### YOUR TASK
Please turn the lines of these items into a numbered list, leaving out any blank lines.
═══
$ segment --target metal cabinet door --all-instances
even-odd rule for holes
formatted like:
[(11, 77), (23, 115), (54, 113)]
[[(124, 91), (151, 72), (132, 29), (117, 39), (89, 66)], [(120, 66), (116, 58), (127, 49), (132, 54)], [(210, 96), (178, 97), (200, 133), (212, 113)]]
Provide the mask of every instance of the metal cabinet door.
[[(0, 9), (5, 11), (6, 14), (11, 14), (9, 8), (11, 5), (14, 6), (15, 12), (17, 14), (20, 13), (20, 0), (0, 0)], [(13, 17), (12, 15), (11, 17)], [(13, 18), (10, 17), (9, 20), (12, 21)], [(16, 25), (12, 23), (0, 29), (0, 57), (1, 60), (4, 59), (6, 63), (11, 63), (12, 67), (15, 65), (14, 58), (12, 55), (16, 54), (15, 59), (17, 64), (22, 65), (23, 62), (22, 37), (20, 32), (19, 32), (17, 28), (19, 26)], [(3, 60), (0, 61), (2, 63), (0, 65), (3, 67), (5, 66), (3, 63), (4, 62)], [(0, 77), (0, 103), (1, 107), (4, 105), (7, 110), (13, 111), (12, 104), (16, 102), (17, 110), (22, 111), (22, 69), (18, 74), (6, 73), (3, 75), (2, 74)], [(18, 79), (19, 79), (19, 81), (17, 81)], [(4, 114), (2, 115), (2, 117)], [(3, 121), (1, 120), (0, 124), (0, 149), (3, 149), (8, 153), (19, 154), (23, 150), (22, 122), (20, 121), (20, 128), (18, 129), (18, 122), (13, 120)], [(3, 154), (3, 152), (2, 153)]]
═══
### FINAL RESULT
1. $ segment --target metal cabinet door --all-instances
2. even-odd rule for holes
3. formatted like:
4. [(11, 77), (23, 115), (54, 113)]
5. [[(124, 91), (151, 72), (132, 29), (117, 39), (89, 66)], [(120, 66), (116, 58), (127, 49), (132, 54)], [(210, 96), (178, 97), (200, 133), (212, 113)]]
6. Provide the mask of every instance of the metal cabinet door.
7. [[(0, 9), (5, 11), (6, 14), (11, 14), (9, 8), (11, 5), (14, 6), (15, 12), (17, 14), (20, 13), (20, 0), (0, 0)], [(13, 17), (12, 15), (11, 17)], [(13, 18), (10, 17), (9, 20), (12, 21)], [(16, 25), (12, 23), (0, 29), (0, 57), (1, 60), (4, 59), (6, 63), (11, 63), (12, 67), (15, 65), (14, 58), (12, 55), (16, 54), (15, 59), (17, 64), (22, 65), (23, 62), (22, 37), (20, 32), (19, 32), (17, 28), (19, 26)], [(3, 60), (0, 61), (2, 63), (0, 65), (3, 67), (5, 66), (3, 63), (4, 62)], [(0, 77), (0, 103), (1, 107), (4, 105), (7, 110), (13, 111), (12, 104), (16, 102), (17, 110), (22, 111), (22, 69), (18, 74), (6, 73), (3, 75), (2, 74)], [(18, 79), (19, 79), (19, 81), (17, 81)], [(4, 114), (2, 115), (2, 117)], [(3, 121), (1, 120), (0, 124), (0, 149), (3, 149), (8, 153), (19, 154), (23, 150), (22, 122), (20, 121), (20, 128), (18, 129), (18, 122), (13, 120)], [(3, 154), (3, 152), (2, 153)]]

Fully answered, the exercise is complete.